Begin Data shown
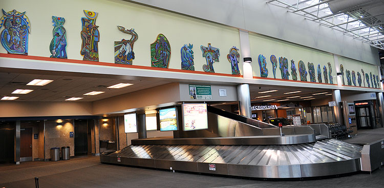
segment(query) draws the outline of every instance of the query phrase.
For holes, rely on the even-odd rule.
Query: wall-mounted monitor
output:
[[[184,103],[182,109],[184,131],[208,129],[206,103]]]
[[[160,131],[177,131],[177,110],[176,107],[159,110]]]
[[[125,133],[137,132],[136,113],[124,115],[124,129]]]

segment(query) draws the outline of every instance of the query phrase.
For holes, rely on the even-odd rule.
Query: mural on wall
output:
[[[272,58],[272,56],[271,56]],[[260,68],[260,75],[261,77],[266,78],[268,77],[268,69],[267,69],[267,62],[265,61],[265,57],[263,55],[259,55],[259,67]]]
[[[139,35],[134,29],[125,29],[124,27],[117,26],[117,29],[123,33],[131,35],[129,40],[124,38],[120,41],[115,41],[115,63],[119,64],[132,65],[135,59],[135,52],[133,52],[133,45],[139,38]]]
[[[281,72],[281,78],[284,79],[289,79],[289,72],[288,69],[288,59],[285,57],[279,58],[279,63]]]
[[[357,71],[357,83],[359,84],[359,87],[361,87],[361,74]]]
[[[153,67],[167,68],[170,58],[170,45],[167,38],[159,34],[151,44],[151,61]]]
[[[324,83],[328,83],[328,72],[327,71],[327,67],[323,67],[323,71],[324,73]]]
[[[320,64],[317,65],[317,80],[319,83],[322,83],[322,68],[320,67]]]
[[[270,60],[272,63],[272,72],[273,73],[273,78],[276,78],[276,68],[278,68],[278,59],[274,55],[271,55]],[[266,68],[265,69],[266,69],[267,68]],[[267,72],[268,72],[268,70],[267,70]]]
[[[315,67],[313,66],[313,63],[310,63],[308,62],[308,73],[309,73],[309,78],[311,79],[311,81],[312,82],[316,82],[316,76],[315,76]]]
[[[66,29],[62,26],[66,22],[63,17],[52,16],[53,38],[49,45],[52,54],[50,57],[67,59],[67,35]]]
[[[293,59],[291,60],[291,73],[292,74],[292,79],[297,80],[297,73],[296,73],[296,66]]]
[[[305,69],[305,64],[302,60],[298,61],[298,73],[300,74],[300,80],[307,81],[307,71]]]
[[[99,48],[98,43],[100,40],[99,26],[96,25],[97,12],[83,10],[86,17],[81,18],[81,50],[80,54],[83,57],[83,60],[98,61]]]
[[[229,54],[227,55],[227,59],[231,63],[232,74],[240,75],[240,71],[239,70],[240,54],[239,53],[238,50],[239,49],[234,46],[229,49]]]
[[[0,18],[0,29],[4,26],[0,36],[2,45],[8,53],[28,55],[30,26],[25,12],[2,10],[4,15]]]
[[[205,57],[206,65],[203,65],[203,70],[205,72],[215,72],[214,70],[214,62],[219,62],[220,56],[220,50],[217,48],[212,47],[210,43],[208,44],[208,47],[200,46],[200,49],[203,52],[203,57]]]
[[[181,47],[180,53],[181,54],[181,69],[190,71],[195,70],[195,63],[194,62],[194,51],[192,48],[193,45],[184,44]]]
[[[331,66],[331,62],[328,62],[328,75],[329,77],[329,83],[333,84],[333,77],[332,76],[332,66]]]

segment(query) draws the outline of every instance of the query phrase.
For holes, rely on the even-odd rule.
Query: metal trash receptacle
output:
[[[57,161],[60,160],[60,148],[55,147],[51,149],[51,161]]]
[[[69,146],[61,147],[61,160],[69,160],[70,153]]]

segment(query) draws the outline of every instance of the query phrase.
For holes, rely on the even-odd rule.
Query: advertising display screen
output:
[[[183,120],[184,131],[208,129],[207,104],[183,104]]]
[[[137,132],[136,113],[124,115],[124,129],[125,133]]]
[[[177,130],[176,108],[159,110],[160,131]]]

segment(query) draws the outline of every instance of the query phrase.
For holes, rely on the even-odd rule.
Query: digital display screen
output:
[[[136,113],[124,115],[124,129],[125,133],[137,132]]]
[[[183,120],[184,131],[208,129],[207,104],[183,104]]]
[[[160,131],[177,130],[176,108],[159,110]]]

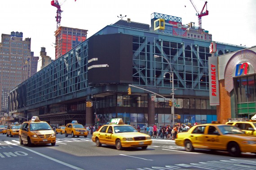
End Data shown
▸ **The problem**
Return every line above that contains the string "wall".

▸ **Answer to this task**
Query: wall-mounted monitor
Query: mural on wall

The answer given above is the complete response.